▶ [Entries shown]
◇ ◇ ◇ ◇
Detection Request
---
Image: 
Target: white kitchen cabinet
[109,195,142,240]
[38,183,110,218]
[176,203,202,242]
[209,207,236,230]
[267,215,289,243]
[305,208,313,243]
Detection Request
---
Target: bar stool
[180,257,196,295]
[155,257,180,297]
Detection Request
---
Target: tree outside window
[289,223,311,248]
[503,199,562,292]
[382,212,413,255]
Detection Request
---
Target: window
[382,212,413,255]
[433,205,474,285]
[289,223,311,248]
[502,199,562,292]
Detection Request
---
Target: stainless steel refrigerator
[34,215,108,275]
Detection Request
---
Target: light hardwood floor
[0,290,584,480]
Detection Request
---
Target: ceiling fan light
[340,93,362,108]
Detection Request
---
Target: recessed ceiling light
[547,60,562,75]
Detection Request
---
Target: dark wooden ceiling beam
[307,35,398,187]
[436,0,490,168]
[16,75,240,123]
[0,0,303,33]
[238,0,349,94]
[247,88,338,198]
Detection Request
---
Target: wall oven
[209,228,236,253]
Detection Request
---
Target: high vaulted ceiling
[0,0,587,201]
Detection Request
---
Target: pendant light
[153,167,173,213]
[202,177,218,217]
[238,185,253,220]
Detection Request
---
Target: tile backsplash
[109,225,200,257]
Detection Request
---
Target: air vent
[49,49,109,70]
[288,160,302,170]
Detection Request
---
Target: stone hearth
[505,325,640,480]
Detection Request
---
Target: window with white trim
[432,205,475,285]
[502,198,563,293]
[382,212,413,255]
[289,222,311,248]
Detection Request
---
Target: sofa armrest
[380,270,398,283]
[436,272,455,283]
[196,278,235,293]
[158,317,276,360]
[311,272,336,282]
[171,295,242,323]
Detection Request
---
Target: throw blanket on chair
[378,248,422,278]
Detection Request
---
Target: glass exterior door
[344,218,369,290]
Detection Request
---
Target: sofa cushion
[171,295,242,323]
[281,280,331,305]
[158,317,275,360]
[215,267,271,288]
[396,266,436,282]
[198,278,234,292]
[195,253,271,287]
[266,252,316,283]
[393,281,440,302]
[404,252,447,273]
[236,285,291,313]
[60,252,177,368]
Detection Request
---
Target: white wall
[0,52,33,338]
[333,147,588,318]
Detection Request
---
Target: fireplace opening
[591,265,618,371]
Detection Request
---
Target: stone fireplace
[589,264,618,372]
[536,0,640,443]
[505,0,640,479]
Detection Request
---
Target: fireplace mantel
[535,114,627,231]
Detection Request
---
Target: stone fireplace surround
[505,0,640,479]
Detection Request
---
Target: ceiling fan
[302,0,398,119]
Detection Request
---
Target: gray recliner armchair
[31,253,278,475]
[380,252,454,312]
◇ ◇ ◇ ◇
▶ [Work to be completed]
Reproduce the whole listing word for word.

▶ [Solution to this task]
Detection Request
---
Image: 
Target: white kitchen cabinet
[109,195,142,240]
[38,183,110,218]
[176,203,202,242]
[209,207,236,230]
[267,215,289,243]
[305,208,313,243]
Detection Request
---
Target: bar stool
[180,257,196,295]
[155,257,180,297]
Detection Request
---
Target: tree outside window
[289,223,311,248]
[503,199,562,292]
[382,212,413,255]
Detection Request
---
Target: window
[382,212,413,255]
[433,205,474,285]
[289,223,311,248]
[502,199,562,292]
Detection Request
---
Target: stainless steel refrigerator
[34,215,108,275]
Detection Request
---
Target: light hardwood floor
[0,290,584,480]
Detection Request
---
Target: ceiling fan light
[340,93,362,108]
Detection Request
---
Target: recessed ceiling light
[547,60,562,75]
Detection Request
---
Target: dark wooden ceiling beam
[307,35,398,187]
[436,0,490,168]
[16,75,240,123]
[0,0,303,33]
[238,0,349,94]
[247,88,338,198]
Detection Request
---
Target: wall oven
[209,228,236,253]
Detection Request
---
Target: high vaulted ceiling
[0,0,587,201]
Detection Request
---
Target: pendant light
[153,167,173,213]
[202,177,218,217]
[238,185,253,220]
Detection Request
---
Target: tile backsplash
[109,225,200,257]
Detection Request
---
Target: air vent
[49,49,109,70]
[288,160,302,170]
Detection Request
---
Target: stone hearth
[505,325,640,480]
Detection Request
---
Target: window with white trim
[432,205,475,285]
[502,198,563,293]
[382,212,413,255]
[289,222,311,248]
Detection Request
---
Target: sofa armrest
[380,270,398,283]
[436,272,455,283]
[196,278,235,293]
[158,317,276,360]
[311,272,336,282]
[171,295,242,323]
Detection Request
---
Target: throw blanket on chair
[378,248,422,278]
Detection Request
---
Target: glass exterior door
[344,218,369,290]
Detection Request
---
Target: sofa cushion
[171,295,242,323]
[281,280,331,305]
[158,317,275,360]
[215,267,271,288]
[396,266,436,282]
[198,278,234,292]
[195,253,271,287]
[266,252,316,283]
[393,281,440,302]
[404,252,447,273]
[236,285,291,313]
[60,252,177,368]
Detection Request
---
Target: white wall
[0,52,33,338]
[333,147,588,318]
Detection Request
---
Target: fireplace opening
[591,265,618,371]
Detection Request
---
Target: stone fireplace
[589,264,618,372]
[536,0,640,443]
[505,0,640,479]
Detection Request
---
Target: fireplace mantel
[535,114,627,231]
Detection Request
---
Target: stone fireplace surround
[505,0,640,479]
Detection Request
---
Target: ceiling fan
[302,0,398,119]
Detection Request
---
Target: gray recliner armchair
[31,253,278,475]
[380,252,454,312]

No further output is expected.